_WHAT YOU SHOULD DO_. Write the next part of the passage below on turkey, tryptophan, and sleepiness after a Thanksgiving meal, picking up after its final sentence.

_DOCUMENT TEXT_.
# # # # #

Turkey is heavy in tryptophan. Tryptophan is an amino acid, that can only be obtained from protein because the body cannot process it on its own. Much to popular belief, the same amounts of tryptophan can be found in other proteins and even fruits! A small amount of turkey would not have much affect at all Tryptophan also helps to make vitamin B3 and serotonin, which helps regulate your sleep patterns. Studies have shown that eating small amounts of turkey really have no affect on you unless you are eating an excessive amount, or eating the fatty skin. 

Although the turkey won't do it to you, overeating will most definitely make you tired. According to studies, the typical Thanksgiving meal has over 3000 calories attached to it! That is sure to make you tired! Eating too much food can reduce the amount of sugar in your bloodstream. This occurs because when you have excess food in your stomach, your pancreas will produce extra insulin in order to remove the sugar from your bloodstream. Many times, it will remove too much sugar which causes you to feel extremely sleepy. This ends up turning into a horrible cycle and many times, your stomach will send mixed signals to your brain, making you think you're still hungry.

# # # # #

_RECORD SET_.
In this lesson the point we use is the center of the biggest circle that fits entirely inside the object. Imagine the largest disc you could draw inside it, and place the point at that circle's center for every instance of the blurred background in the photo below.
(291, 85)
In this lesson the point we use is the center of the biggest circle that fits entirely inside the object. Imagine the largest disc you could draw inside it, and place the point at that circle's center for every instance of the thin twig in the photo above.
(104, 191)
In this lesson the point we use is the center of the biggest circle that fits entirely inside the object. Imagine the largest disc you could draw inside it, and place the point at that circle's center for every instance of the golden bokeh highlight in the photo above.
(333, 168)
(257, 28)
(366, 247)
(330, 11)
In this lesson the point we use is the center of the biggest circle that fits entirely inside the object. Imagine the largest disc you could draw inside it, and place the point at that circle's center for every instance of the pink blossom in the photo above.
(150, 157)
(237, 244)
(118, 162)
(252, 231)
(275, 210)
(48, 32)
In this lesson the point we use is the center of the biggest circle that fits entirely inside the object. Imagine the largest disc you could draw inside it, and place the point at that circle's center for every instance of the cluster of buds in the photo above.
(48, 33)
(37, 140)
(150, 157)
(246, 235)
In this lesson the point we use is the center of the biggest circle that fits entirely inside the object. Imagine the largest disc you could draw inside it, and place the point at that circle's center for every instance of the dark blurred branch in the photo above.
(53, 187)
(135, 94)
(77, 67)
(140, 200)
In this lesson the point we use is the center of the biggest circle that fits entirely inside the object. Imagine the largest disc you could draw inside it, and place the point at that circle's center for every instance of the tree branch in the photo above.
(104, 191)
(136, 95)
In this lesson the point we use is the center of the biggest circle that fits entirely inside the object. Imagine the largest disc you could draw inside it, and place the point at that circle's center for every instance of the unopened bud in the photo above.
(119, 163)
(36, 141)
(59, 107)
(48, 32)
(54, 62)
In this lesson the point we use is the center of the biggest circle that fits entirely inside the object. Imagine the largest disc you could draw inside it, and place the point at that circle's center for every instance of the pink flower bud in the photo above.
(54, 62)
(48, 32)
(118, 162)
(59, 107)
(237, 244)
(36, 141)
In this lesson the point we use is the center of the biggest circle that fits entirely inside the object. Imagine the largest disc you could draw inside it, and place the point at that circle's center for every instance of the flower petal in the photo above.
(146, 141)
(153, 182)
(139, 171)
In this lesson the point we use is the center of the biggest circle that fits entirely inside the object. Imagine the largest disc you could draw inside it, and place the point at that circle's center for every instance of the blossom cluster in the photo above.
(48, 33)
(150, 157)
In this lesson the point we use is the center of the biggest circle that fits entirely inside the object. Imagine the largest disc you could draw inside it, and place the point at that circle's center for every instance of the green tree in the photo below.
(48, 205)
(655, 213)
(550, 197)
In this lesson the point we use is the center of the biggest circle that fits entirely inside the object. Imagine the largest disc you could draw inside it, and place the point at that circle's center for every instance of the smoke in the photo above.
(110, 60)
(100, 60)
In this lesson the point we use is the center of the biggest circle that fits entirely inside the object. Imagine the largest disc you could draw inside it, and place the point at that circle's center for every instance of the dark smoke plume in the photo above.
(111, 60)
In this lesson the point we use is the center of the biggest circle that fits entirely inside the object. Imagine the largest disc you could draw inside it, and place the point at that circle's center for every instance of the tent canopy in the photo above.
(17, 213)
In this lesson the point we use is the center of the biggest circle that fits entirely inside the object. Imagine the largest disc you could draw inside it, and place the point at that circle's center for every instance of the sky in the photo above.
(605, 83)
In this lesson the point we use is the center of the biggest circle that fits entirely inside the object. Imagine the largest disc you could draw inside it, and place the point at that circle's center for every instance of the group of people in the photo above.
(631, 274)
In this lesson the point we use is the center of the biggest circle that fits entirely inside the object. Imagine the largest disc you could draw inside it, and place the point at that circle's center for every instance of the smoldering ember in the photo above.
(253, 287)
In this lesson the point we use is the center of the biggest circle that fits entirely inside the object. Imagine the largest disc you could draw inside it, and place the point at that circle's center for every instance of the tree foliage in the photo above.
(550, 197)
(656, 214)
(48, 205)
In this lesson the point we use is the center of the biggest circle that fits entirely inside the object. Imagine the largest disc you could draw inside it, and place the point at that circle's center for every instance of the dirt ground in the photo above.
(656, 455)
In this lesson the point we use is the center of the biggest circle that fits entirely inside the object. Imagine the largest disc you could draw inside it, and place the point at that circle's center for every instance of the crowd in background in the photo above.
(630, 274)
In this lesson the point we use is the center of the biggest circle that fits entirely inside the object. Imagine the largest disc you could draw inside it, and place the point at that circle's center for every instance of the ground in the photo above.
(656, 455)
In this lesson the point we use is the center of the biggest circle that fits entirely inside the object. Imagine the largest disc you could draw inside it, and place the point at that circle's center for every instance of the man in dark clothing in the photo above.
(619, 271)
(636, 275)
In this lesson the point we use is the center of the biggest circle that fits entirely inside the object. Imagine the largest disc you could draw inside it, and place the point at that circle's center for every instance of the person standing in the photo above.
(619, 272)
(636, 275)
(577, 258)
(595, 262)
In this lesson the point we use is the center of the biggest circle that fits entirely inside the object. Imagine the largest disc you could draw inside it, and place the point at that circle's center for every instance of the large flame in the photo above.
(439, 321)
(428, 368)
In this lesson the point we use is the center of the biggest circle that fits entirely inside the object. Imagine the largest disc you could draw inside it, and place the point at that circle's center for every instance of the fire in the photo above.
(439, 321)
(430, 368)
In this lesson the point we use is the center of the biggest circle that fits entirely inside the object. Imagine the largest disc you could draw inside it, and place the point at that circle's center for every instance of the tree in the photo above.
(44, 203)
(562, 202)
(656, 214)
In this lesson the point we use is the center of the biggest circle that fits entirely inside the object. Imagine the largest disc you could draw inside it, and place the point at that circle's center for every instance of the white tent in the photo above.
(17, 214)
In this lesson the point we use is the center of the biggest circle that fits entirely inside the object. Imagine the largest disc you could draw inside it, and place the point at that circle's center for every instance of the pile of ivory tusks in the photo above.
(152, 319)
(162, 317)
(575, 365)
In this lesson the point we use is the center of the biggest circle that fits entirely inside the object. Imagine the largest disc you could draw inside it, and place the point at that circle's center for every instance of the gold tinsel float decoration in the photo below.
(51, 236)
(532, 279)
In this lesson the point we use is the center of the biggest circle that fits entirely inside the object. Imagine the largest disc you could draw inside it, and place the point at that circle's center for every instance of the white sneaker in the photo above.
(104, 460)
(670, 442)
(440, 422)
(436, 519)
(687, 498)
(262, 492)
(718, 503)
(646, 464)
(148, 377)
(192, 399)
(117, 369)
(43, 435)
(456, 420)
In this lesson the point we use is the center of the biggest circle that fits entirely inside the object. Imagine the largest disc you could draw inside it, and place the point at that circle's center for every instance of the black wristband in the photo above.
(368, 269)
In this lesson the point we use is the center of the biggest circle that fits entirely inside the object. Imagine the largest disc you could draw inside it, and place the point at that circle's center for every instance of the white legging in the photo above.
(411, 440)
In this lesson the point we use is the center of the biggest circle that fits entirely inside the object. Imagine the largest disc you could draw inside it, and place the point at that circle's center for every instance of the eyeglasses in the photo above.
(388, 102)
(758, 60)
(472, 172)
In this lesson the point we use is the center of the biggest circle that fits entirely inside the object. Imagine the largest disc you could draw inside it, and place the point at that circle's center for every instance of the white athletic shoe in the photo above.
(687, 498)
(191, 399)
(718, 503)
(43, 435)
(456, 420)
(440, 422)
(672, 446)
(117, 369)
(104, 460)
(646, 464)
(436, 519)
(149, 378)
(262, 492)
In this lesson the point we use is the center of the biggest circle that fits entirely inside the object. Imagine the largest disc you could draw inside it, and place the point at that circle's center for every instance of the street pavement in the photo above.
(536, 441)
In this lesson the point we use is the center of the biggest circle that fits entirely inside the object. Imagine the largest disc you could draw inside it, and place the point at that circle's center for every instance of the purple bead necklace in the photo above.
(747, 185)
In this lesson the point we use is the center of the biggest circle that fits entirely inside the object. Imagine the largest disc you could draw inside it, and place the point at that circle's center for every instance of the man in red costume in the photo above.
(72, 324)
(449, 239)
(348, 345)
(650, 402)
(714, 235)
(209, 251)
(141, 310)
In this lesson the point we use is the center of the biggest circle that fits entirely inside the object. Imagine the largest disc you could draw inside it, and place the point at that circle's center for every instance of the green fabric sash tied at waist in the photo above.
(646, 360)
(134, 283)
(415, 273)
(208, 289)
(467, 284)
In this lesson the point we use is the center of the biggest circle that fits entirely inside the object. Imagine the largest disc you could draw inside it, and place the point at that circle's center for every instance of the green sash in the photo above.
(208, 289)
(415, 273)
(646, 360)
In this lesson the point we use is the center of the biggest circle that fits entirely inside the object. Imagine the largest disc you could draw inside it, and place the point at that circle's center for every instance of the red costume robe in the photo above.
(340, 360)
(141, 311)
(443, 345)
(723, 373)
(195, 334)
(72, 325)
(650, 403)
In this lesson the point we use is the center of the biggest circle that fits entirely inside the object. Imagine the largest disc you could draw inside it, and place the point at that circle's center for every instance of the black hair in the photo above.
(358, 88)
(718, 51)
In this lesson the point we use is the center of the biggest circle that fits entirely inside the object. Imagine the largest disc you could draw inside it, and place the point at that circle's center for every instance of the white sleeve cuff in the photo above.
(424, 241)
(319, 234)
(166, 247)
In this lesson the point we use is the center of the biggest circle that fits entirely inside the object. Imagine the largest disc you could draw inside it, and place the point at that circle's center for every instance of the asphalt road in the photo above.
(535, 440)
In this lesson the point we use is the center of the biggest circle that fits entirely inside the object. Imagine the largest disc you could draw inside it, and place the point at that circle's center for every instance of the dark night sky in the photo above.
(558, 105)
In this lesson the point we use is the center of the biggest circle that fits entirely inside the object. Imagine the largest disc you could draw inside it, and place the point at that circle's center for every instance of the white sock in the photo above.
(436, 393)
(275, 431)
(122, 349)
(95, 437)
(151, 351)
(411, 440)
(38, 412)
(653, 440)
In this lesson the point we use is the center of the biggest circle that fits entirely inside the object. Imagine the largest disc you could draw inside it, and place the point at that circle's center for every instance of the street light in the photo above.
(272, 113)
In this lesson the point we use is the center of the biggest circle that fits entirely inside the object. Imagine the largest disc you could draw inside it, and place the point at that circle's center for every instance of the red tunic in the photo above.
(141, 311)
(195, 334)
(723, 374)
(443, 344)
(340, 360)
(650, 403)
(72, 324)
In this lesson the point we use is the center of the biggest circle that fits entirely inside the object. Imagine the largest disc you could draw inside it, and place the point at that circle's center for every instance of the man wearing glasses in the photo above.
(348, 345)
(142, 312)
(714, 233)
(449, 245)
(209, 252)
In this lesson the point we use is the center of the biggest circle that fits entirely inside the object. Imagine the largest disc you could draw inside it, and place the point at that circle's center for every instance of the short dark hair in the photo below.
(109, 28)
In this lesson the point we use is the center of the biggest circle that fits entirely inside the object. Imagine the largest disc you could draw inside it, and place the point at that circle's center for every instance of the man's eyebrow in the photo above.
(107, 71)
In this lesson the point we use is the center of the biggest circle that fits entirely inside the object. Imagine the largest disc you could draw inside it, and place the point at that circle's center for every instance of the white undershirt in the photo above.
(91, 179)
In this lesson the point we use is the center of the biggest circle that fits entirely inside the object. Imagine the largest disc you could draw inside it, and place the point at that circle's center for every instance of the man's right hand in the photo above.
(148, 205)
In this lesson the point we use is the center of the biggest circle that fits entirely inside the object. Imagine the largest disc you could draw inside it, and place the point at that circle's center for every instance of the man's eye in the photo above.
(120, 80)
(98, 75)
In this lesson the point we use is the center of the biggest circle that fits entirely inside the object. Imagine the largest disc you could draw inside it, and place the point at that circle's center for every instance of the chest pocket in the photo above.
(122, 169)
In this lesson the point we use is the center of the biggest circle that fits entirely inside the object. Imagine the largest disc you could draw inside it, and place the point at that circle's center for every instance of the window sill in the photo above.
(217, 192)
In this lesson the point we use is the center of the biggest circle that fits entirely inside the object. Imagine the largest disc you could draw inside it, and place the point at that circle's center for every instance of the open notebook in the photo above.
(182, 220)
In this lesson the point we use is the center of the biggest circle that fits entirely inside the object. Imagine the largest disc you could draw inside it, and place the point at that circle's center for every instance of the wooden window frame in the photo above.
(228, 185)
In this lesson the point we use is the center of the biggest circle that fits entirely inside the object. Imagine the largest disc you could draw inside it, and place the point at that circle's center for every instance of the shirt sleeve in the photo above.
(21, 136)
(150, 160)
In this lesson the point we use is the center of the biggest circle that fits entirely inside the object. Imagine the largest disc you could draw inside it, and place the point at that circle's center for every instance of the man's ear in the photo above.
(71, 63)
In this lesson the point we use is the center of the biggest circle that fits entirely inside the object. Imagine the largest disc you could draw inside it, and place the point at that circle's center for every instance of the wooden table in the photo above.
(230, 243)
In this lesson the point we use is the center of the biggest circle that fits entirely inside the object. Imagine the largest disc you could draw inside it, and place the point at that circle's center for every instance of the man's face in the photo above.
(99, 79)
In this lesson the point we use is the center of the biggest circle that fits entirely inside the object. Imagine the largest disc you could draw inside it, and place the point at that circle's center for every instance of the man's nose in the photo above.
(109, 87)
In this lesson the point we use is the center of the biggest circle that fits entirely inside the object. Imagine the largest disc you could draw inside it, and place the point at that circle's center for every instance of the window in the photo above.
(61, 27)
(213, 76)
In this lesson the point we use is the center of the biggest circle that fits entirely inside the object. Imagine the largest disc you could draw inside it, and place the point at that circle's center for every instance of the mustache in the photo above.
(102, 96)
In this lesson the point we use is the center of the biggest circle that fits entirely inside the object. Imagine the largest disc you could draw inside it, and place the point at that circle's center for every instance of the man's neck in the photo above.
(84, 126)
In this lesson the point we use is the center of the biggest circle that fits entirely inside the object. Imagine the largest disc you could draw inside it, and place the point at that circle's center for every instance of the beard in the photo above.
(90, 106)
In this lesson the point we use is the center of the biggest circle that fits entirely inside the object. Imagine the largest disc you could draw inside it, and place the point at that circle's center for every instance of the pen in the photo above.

# # # # #

_ANSWER BOX_.
Eating lots of food at Thanksgiving is one of the greatest pastimes for all Americans. The nap after dinner is also pretty wonderful after inhaling plates of mashed potatoes and desserts! So after researching, it's safe to say that we can't keep blaming Tom Turkey for making us sleepy. Maybe we should blame that extra plate of stuffing we always go for even though we already feel like we are about to explode! So this year, enjoy that nap,  but make sure you tell your family who's really to blame when you sleep through Charlie Brown Thanksgiving!


I definitely find it interesting that the turkey really isnt always what makes us tired. It can definitely make us tired if we are eating a giant amount, but usually people eat a small amount of turkey, accompanied with a lot of other things for thanksgiving dinner. It never occurred to me that the reason we may be tired is because of how many calories we consume during dinner. I cannot believe that we consume almost 3,000 calories. That makes me disgusted! It is also interesting to know that Trytophan is found in more foods, I should be aware of this. Thanks for a very interesting blog!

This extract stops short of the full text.